__Requirement A__. In the airport deal article, rewrite the paragraph beginning "Commissioners voted in 1999" as a short bulleted list that keeps its main facts.

__Selected text__.
Ohio Airport Deal, County Commissioner Investigated

Jan. 26, 2006
The Lorain County prosecutor is investigating a $1.8 million airport deal engineered by former County Commissioner Michael Ross, who already faces public-corruption charges.

The Lorain County prosecutor is investigating a $1.8 million airport deal engineered by former County Commissioner Michael Ross, who already faces public-corruption charges.

Commissioners voted in 1999 to buy Midwest Air Services, the debt-ridden business that ran the airport's daily operations. Several estimates placed the business's value at no more than half what commissioners agreed to pay, possibly less.

Worse, the county could have acquired the assets for free be cause owner Ray Fuqua was in default on taxes and rent, records show.

The prosecutor's office has subpoenaed records from the title company that handled the sale and has obtained aerial maps and property records from the county auditor's office. Former members of the Lorain County Regional Airport Authority say investigators have interviewed them about the sale.

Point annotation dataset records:
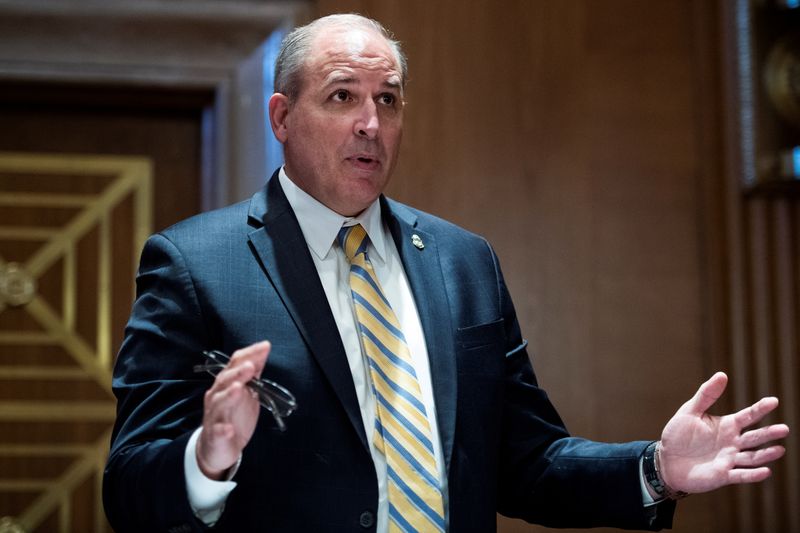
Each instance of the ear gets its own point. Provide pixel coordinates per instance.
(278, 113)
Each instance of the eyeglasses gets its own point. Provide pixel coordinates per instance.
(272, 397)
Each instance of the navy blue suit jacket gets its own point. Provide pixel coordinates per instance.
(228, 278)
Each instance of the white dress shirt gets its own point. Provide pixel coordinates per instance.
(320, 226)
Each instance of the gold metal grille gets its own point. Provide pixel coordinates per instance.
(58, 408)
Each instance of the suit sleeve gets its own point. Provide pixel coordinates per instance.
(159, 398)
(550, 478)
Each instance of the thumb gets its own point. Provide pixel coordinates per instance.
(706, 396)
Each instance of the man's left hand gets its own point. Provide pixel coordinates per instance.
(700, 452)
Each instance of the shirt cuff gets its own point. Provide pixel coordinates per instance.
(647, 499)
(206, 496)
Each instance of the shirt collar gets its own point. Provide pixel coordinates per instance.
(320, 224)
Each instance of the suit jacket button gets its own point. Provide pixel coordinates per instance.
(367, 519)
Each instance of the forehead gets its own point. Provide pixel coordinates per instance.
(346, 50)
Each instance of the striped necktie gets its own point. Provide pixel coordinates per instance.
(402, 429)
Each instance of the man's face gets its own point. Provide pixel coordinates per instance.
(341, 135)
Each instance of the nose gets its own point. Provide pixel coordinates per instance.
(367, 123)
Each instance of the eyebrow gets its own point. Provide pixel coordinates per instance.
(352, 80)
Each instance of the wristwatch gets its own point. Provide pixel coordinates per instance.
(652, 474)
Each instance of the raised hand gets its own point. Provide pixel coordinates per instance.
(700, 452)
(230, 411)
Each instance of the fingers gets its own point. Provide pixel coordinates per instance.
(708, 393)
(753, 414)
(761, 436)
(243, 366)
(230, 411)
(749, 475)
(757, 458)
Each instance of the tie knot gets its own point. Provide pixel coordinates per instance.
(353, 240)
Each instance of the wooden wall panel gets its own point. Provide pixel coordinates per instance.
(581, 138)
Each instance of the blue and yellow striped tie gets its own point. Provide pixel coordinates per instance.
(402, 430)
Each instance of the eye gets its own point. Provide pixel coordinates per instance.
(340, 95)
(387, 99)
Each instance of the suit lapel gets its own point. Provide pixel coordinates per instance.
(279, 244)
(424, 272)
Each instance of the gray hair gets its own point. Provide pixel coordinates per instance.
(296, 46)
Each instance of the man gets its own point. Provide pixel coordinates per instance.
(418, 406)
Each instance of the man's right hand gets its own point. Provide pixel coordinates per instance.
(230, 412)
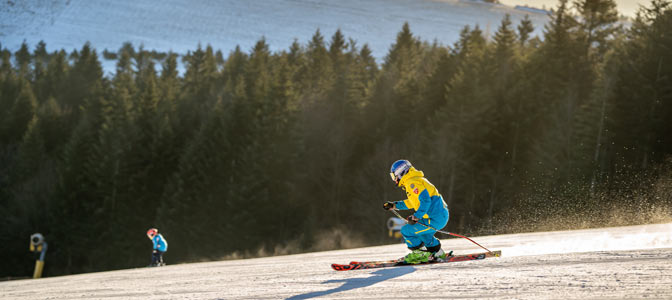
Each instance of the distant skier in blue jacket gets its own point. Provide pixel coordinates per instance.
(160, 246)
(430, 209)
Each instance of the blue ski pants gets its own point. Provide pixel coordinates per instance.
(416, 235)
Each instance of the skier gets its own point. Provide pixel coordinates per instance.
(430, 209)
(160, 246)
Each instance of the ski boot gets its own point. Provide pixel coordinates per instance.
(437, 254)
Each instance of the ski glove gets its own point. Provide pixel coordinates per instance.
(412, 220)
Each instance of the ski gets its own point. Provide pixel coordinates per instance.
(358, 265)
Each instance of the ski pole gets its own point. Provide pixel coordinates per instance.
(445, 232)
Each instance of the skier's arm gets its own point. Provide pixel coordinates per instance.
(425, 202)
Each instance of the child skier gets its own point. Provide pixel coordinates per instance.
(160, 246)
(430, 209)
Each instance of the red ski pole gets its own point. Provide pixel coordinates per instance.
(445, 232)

__Requirement B__. Find every line of the entries containing the word "shirt" and copy each one in full. Case counts.

__Solution A__.
- In 1999, commissioners voted to buy Midwest Air Services, the debt-ridden business that ran the airport's daily operations.
- Several estimates valued the business at no more than half the price commissioners agreed to pay, possibly less.

__Solution B__.
Each instance of the white dress shirt gets its own point. Provide pixel coordinates per instance.
Each instance of the shirt cuff gets its own point. Provide pixel coordinates per instance.
Each instance of the shirt collar gets its own point. Provide pixel coordinates per instance.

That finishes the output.